▶ **Exercise requirements**: Set down exactly the stretch of lines below that opens at the line containing "Query: pine tree trunk" and continues through the last line of the entries, and nothing else.

▶ **Source data**:
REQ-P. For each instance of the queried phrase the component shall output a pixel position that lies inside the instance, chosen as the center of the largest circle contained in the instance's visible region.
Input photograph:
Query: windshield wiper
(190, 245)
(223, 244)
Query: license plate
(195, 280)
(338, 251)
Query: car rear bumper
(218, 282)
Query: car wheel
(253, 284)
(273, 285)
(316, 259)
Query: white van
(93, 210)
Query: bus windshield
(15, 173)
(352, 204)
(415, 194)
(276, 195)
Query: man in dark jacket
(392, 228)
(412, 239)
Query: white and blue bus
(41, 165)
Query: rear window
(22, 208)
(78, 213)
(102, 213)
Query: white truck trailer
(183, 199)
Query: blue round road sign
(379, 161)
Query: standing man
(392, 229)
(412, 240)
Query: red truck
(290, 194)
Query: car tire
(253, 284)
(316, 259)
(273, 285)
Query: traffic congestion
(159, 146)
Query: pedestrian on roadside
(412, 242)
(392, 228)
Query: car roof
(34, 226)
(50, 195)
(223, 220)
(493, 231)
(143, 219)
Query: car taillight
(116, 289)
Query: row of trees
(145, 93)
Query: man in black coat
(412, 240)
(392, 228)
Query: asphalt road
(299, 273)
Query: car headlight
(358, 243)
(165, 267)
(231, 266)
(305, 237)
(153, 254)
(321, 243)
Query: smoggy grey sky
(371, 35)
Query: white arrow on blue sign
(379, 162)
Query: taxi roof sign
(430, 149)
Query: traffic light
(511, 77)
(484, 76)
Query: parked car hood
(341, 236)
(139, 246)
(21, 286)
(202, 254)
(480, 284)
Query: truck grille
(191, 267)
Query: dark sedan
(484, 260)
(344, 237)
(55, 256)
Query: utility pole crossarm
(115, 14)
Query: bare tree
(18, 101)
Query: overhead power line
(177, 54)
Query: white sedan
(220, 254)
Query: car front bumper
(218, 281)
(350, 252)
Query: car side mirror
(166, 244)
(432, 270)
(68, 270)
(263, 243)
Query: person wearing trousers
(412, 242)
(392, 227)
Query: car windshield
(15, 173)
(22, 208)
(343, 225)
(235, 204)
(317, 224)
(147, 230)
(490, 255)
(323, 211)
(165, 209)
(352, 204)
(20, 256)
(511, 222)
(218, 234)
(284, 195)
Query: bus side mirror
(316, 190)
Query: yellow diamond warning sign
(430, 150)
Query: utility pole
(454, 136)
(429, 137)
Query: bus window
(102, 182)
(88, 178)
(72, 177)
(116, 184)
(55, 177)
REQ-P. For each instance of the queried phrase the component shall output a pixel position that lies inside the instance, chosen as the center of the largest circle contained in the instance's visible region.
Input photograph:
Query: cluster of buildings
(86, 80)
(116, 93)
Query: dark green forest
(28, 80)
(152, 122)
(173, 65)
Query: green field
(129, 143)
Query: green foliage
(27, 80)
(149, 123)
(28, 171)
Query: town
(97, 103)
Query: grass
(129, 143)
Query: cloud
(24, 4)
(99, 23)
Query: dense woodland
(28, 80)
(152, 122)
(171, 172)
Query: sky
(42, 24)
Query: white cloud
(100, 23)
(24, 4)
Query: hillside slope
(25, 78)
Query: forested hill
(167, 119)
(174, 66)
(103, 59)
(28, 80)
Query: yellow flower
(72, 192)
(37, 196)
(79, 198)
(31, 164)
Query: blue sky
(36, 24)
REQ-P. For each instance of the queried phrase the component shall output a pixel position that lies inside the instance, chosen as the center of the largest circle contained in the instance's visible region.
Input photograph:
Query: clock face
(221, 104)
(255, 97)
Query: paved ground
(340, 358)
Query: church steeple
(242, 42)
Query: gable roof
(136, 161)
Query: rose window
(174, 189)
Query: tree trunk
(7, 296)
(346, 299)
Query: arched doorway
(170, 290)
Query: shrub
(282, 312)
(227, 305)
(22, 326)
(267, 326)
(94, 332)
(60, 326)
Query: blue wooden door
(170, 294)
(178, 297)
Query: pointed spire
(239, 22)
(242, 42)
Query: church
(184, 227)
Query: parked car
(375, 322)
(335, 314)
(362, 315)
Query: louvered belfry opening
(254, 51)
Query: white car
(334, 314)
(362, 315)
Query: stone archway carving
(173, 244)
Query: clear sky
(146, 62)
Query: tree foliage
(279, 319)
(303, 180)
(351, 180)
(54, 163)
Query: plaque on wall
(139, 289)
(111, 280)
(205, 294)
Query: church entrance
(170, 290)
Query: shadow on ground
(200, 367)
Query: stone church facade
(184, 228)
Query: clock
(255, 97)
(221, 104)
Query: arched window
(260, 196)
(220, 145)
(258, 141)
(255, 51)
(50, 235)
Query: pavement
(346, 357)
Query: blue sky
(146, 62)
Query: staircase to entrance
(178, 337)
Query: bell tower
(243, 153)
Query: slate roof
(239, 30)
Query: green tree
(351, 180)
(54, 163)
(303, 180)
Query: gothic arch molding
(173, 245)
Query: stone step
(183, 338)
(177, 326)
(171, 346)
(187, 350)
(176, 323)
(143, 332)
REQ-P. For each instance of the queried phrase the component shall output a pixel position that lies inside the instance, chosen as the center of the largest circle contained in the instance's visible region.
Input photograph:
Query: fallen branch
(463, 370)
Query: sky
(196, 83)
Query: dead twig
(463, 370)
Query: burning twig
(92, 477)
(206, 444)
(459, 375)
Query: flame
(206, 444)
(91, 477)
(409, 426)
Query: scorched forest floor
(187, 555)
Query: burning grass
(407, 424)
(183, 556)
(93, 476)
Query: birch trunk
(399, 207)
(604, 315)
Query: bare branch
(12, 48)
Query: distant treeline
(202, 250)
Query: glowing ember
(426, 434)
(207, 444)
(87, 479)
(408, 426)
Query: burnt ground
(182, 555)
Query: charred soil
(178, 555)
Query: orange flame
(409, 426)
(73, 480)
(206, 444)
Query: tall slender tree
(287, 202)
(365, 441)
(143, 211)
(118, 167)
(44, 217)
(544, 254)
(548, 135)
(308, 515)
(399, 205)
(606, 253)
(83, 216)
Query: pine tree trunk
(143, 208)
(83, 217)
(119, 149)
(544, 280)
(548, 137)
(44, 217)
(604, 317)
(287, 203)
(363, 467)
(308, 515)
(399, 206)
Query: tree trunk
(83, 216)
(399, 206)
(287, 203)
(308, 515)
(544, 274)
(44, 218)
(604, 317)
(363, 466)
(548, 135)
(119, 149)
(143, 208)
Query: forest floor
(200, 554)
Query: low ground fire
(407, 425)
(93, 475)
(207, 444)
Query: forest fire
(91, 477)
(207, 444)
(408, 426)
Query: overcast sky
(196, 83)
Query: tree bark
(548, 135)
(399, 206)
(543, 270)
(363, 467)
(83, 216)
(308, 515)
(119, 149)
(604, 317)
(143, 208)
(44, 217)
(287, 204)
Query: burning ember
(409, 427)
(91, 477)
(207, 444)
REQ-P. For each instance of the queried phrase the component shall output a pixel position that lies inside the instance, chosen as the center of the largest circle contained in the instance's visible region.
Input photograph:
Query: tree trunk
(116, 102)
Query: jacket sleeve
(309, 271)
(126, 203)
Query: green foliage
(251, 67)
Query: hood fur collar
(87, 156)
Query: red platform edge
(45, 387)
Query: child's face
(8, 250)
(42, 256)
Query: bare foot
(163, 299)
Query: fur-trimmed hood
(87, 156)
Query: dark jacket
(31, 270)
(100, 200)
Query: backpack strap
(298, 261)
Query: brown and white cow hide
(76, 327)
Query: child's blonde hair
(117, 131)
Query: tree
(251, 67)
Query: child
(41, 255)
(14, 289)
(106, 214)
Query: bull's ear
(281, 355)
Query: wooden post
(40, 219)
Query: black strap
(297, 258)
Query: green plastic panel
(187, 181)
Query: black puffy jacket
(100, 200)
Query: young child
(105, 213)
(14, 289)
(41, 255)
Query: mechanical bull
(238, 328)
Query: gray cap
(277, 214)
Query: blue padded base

▶ **Written answer**:
Query: pine tree trunk
(143, 208)
(83, 217)
(119, 149)
(544, 280)
(548, 137)
(44, 217)
(604, 317)
(287, 203)
(363, 467)
(308, 515)
(399, 206)
Query: tree trunk
(83, 216)
(399, 206)
(287, 203)
(308, 515)
(544, 274)
(44, 218)
(604, 317)
(363, 466)
(548, 135)
(119, 149)
(143, 208)
Query: forest floor
(200, 554)
Query: low ground fire
(407, 425)
(93, 475)
(207, 444)
Query: forest fire
(91, 477)
(207, 444)
(408, 426)
Query: overcast sky
(196, 83)
Query: tree bark
(548, 135)
(399, 206)
(543, 270)
(363, 467)
(83, 216)
(308, 515)
(119, 149)
(604, 317)
(143, 208)
(44, 217)
(287, 204)
Query: burning ember
(409, 427)
(91, 477)
(207, 444)
REQ-P. For each instance of the queried phrase the component shall output a pixel position that lies inside the instance, chosen as the center of the largest circle contained in the instance's visible region.
Input photograph:
Query: tree trunk
(116, 102)
Query: jacket sleeve
(309, 271)
(126, 203)
Query: green foliage
(251, 67)
Query: hood fur collar
(87, 156)
Query: red platform edge
(45, 387)
Query: child's face
(8, 250)
(42, 256)
Query: bare foot
(163, 299)
Query: fur-trimmed hood
(87, 156)
Query: dark jacket
(31, 270)
(100, 200)
Query: backpack strap
(298, 261)
Query: brown and white cow hide
(76, 327)
Query: child's blonde hair
(117, 131)
Query: tree
(251, 67)
Query: child
(41, 255)
(14, 289)
(106, 214)
Query: bull's ear
(281, 355)
Query: wooden post
(40, 219)
Query: black strap
(297, 258)
Query: green plastic panel
(187, 181)
Query: black puffy jacket
(100, 200)
Query: young child
(105, 213)
(14, 289)
(41, 255)
Query: mechanical bull
(238, 328)
Query: gray cap
(277, 214)
Query: blue padded base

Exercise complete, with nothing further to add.